## Texto fornecido
==============================

A pesquisa inclui as capitais do litoral do país, além de Belo Horizonte, Curitiba e São Paulo, bem como cidades do interior paulista, como Sorocaba e Campinas.

O papel da floresta

A floresta tem uma série de funções no ciclo hidrológico. Quando a chuva cai num terreno com cobertura vegetal, a água infiltra lentamente no solo, até atingir os lençóis freáticos. Aos poucos, ela aflora nas nascentes e enche os rios, até chegar às represas.


“A floresta quebra a energia da chuva, porque parte da água fica na cobertura das árvores e atinge o chão devagar. Além disso, o solo da mata é muito poroso, com matéria orgânica e raízes. Por isso, há mais espaço interno e maior capacidade de armazenamento”, explica Mesquita. Ele aponta também que, por essa característica, o solo da floresta libera um fluxo de água mais constante, mesmo durante uma estiagem.

==============================

Dados extraídos
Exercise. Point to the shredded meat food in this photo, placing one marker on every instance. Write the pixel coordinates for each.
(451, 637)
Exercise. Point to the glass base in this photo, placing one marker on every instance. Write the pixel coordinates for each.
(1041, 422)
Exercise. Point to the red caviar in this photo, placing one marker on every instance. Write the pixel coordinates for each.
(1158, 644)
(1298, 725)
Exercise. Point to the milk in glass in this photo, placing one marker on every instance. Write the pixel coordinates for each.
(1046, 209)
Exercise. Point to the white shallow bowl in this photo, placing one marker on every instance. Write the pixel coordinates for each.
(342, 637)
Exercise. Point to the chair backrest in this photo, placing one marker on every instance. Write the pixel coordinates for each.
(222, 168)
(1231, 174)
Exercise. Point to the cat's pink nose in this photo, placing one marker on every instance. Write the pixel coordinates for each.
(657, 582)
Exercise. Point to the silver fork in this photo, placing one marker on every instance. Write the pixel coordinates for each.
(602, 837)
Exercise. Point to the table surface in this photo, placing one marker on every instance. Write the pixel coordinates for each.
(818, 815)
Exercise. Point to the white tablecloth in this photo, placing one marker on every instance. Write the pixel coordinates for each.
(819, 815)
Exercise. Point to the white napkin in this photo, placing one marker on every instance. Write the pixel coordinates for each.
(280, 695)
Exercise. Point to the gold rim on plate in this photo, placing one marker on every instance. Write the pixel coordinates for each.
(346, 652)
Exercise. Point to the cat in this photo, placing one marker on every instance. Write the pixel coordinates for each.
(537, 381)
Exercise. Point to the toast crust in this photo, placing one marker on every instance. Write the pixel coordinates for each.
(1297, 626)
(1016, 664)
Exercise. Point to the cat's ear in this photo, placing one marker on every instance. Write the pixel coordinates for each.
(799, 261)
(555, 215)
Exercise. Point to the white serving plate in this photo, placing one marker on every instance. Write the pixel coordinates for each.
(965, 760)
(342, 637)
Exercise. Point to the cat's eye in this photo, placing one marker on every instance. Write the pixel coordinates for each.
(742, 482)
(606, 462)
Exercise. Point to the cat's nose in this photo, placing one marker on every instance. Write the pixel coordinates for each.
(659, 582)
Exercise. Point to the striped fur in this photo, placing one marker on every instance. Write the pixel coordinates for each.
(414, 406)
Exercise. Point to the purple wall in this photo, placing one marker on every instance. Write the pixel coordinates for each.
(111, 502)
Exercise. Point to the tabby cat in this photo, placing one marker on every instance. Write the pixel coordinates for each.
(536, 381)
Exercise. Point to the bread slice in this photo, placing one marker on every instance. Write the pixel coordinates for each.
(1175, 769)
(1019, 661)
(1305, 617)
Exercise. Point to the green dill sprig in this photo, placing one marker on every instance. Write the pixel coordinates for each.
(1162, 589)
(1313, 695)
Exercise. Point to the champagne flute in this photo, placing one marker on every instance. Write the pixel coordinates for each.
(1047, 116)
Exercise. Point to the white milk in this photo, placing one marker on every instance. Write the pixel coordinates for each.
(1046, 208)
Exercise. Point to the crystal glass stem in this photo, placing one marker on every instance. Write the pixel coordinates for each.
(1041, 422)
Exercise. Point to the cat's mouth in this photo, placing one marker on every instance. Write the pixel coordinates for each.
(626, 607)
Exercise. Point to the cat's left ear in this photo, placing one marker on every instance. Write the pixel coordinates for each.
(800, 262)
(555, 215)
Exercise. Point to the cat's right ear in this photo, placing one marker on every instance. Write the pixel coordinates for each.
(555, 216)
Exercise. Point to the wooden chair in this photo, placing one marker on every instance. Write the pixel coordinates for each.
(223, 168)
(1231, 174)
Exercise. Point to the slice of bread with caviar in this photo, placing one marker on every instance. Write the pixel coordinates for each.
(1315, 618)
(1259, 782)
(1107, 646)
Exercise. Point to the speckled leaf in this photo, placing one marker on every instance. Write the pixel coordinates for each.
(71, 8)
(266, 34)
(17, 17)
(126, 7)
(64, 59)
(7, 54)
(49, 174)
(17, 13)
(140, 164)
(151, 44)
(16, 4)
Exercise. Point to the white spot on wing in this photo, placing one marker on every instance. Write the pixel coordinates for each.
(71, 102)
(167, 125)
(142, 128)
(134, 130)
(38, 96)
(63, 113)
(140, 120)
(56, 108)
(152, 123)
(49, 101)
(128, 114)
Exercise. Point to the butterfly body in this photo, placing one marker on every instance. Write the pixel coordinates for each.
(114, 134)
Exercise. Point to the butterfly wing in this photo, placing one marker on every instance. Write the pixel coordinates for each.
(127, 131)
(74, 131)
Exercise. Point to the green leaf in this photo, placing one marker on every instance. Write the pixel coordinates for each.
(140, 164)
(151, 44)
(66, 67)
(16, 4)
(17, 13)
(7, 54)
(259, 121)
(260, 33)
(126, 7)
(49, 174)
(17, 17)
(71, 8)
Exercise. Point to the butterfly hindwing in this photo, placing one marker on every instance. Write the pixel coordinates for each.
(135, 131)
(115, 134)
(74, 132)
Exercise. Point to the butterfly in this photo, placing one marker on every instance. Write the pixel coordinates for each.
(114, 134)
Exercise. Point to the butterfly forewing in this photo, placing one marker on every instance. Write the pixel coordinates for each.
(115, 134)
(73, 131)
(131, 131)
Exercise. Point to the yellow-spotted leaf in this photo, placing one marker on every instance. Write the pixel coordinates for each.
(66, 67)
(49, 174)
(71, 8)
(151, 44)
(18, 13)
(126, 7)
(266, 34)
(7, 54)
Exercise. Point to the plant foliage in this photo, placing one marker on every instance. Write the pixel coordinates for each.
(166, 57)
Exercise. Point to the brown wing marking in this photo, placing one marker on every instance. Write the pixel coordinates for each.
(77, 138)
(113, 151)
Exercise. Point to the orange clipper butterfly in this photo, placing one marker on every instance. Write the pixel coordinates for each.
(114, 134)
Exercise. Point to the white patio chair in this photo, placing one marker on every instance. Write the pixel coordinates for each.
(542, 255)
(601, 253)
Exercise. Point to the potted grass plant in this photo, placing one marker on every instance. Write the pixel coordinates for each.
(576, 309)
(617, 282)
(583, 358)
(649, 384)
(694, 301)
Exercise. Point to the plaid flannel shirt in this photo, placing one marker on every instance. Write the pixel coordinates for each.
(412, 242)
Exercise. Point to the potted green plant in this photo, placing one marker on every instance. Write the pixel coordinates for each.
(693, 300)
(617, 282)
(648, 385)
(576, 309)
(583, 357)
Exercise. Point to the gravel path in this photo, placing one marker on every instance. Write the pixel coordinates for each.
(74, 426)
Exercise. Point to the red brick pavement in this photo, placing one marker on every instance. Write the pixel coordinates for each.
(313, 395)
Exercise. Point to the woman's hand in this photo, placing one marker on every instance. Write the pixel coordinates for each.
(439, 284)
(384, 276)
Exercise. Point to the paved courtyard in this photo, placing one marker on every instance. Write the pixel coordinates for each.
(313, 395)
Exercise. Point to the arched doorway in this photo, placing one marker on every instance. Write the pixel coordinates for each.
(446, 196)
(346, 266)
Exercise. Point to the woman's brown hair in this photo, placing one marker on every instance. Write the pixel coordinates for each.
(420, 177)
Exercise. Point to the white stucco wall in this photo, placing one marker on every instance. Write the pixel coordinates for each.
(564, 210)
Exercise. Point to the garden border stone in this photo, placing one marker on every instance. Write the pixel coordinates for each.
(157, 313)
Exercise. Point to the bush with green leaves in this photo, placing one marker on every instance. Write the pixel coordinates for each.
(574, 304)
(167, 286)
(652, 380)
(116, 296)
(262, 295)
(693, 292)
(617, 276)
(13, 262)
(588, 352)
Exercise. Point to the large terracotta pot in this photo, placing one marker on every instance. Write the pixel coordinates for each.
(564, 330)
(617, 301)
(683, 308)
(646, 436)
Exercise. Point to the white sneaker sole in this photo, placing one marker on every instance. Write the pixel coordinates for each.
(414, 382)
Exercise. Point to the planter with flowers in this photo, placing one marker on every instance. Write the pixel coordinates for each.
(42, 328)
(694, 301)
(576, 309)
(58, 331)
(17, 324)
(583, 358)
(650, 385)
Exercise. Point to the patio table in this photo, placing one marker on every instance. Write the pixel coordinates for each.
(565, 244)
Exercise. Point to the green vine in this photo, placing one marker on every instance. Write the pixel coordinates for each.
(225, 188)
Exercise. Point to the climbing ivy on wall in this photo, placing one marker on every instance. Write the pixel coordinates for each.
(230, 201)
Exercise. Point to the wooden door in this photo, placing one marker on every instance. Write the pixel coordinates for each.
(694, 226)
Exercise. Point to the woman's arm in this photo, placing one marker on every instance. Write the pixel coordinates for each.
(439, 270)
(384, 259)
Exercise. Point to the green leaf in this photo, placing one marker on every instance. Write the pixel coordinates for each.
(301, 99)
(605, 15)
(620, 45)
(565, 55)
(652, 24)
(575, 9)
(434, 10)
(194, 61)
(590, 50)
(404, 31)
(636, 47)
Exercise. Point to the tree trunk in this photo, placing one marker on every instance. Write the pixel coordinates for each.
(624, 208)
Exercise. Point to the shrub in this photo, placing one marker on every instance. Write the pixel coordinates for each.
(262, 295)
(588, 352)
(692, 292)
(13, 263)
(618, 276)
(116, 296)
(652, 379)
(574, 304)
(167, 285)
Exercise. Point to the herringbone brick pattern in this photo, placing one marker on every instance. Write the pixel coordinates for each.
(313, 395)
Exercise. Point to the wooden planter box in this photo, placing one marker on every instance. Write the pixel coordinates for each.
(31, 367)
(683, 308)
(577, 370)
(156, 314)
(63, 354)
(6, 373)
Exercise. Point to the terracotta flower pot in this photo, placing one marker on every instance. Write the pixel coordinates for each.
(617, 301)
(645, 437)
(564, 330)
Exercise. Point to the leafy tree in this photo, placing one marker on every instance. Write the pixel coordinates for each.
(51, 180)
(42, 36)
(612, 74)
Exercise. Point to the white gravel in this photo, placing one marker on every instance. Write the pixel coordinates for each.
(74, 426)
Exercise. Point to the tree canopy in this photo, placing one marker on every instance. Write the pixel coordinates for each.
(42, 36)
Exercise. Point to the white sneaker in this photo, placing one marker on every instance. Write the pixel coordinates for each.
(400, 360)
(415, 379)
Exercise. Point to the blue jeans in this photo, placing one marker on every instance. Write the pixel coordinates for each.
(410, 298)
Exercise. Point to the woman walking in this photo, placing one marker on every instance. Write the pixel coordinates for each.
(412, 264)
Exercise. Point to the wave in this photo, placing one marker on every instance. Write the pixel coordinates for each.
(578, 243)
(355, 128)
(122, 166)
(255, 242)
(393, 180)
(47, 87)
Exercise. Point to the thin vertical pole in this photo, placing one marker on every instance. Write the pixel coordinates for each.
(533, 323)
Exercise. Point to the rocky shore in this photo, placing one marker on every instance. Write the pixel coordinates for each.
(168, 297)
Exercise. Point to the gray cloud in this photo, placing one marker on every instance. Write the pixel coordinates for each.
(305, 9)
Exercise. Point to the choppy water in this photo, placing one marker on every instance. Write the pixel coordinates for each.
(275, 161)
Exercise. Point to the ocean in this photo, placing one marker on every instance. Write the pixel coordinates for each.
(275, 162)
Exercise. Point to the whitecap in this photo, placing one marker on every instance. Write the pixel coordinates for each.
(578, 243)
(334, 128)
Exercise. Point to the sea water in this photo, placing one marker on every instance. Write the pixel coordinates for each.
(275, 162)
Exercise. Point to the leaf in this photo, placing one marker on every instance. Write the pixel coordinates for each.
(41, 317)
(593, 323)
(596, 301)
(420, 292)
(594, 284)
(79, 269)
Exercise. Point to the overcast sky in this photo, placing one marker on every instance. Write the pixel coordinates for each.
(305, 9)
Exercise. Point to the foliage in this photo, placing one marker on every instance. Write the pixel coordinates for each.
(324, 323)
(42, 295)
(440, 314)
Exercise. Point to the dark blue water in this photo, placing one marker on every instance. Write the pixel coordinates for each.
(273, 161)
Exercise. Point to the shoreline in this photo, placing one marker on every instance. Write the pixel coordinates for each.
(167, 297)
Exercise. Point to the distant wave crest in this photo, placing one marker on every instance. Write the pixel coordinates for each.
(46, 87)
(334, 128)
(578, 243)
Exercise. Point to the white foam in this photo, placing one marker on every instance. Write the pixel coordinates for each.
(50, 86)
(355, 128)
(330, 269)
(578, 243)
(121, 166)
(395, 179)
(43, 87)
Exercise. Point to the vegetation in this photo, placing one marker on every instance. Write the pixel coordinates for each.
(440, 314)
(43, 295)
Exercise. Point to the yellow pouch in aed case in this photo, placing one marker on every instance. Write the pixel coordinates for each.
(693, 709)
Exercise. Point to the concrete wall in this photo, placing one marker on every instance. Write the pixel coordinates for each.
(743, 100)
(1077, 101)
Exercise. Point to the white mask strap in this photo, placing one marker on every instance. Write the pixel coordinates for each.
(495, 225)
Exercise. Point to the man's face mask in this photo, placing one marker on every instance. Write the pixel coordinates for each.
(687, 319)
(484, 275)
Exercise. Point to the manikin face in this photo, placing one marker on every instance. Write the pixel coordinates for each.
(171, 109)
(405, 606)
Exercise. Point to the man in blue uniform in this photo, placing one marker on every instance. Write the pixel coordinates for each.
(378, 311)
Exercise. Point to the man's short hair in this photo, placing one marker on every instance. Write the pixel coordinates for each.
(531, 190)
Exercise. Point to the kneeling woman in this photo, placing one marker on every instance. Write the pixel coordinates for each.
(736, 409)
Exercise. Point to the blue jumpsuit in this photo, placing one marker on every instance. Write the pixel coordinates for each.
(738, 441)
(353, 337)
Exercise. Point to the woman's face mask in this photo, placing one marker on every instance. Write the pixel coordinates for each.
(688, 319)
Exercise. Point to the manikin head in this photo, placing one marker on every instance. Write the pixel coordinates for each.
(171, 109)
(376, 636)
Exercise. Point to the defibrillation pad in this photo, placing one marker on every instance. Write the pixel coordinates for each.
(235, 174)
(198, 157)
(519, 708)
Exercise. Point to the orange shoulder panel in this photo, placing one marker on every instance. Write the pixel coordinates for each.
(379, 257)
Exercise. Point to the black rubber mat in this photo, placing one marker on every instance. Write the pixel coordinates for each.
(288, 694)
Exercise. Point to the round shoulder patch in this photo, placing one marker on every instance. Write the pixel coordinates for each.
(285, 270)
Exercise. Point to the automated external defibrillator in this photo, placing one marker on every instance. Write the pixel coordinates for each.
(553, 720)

==============================

## Objetivo 1
Responda às perguntas abaixo com base no texto sobre o papel da floresta:
(a) Quais cidades do interior paulista estão incluídas na pesquisa?
(b) O que acontece com a água da chuva quando ela cai num terreno com cobertura vegetal?
(c) Segundo Mesquita, como é o solo da mata?
## Objetivo 2
Por favor, indique se cada afirmação abaixo está de acordo com o texto sobre o papel da floresta e cite as palavras do texto que decidem a resposta:
(a) A pesquisa inclui Belo Horizonte.
(b) Segundo Mesquita, toda a água da chuva fica retida na cobertura das árvores.
(c) O solo da floresta deixa de liberar água durante uma estiagem.

## Resposta completa 1
(a) Sorocaba e Campinas.
(b) Ela infiltra lentamente no solo até atingir os lençóis freáticos.
(c) É muito poroso, com matéria orgânica e raízes.

## Resposta completa 2
(a) Sim: "além de Belo Horizonte, Curitiba e São Paulo".
(b) Não: "parte da água fica na cobertura das árvores e atinge o chão devagar".
(c) Não: "o solo da floresta libera um fluxo de água mais constante, mesmo durante uma estiagem".